## PAGE TEXT
Monday, December 30, 2019

One Moment In Time (Not Just a Whitney Houston song)

I've been on somewhat of a self-help kick lately. (Maybe it's the fact that I turned 50 this year.) One of the things I've been reading about is mindfulness.  Here's the definition:

mind·ful·ness
/ˈmīn(d)f(ə)lnəs/
noun
  1. 1.
    the quality or state of being conscious or aware of something.
    "their mindfulness of the wider cinematic tradition"
  2. 2.
    a mental state achieved by focusing one's awareness on the present moment, while calmly acknowledging and accepting one's feelings, thoughts, and bodily sensations, used as a therapeutic technique.

I suck at mindfulness.  Like, really suck. Especially at that "calmly" part.

The fact is, Life moves pretty fast. If you don't stop and look around once in a while, you could miss it.  I mean, if high school student Ferris Bueller knew that, then 50 year old me should be smart enough to figure that out, right? 

Not so much.

When engaging in mindfulness, one doesn't dwell on the past or project into the future.  All that matters in the current reality, the current moment, and your response to it.  Here is where I have trouble. I could be the poster child for...what would be the opposite of mindfulness, mindlessness? Mindemptyness? Those sound pretty horrible and way too judgemental, so let's just say I am mindfulness-adjacent and leave it at that.

## RECORD EXCERPTS

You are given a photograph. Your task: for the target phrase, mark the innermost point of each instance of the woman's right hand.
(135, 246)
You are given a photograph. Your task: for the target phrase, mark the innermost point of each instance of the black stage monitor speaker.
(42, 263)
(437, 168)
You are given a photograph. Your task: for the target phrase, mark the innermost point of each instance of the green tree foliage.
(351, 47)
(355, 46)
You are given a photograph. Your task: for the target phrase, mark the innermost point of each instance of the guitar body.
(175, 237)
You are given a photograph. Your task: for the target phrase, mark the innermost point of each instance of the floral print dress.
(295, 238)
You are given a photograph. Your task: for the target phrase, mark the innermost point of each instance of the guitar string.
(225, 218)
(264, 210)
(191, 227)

## TASK LIST
[1] In the post about mindfulness, what high school student does the writer cite as knowing that life moves pretty fast?
[2] In the post about mindfulness, the second definition names what a person calmly acknowledges and accepts. List each of these.

## EXERCISE SOLUTIONS
[1] Ferris Bueller

[2]
- Feelings
- Thoughts
- Bodily sensations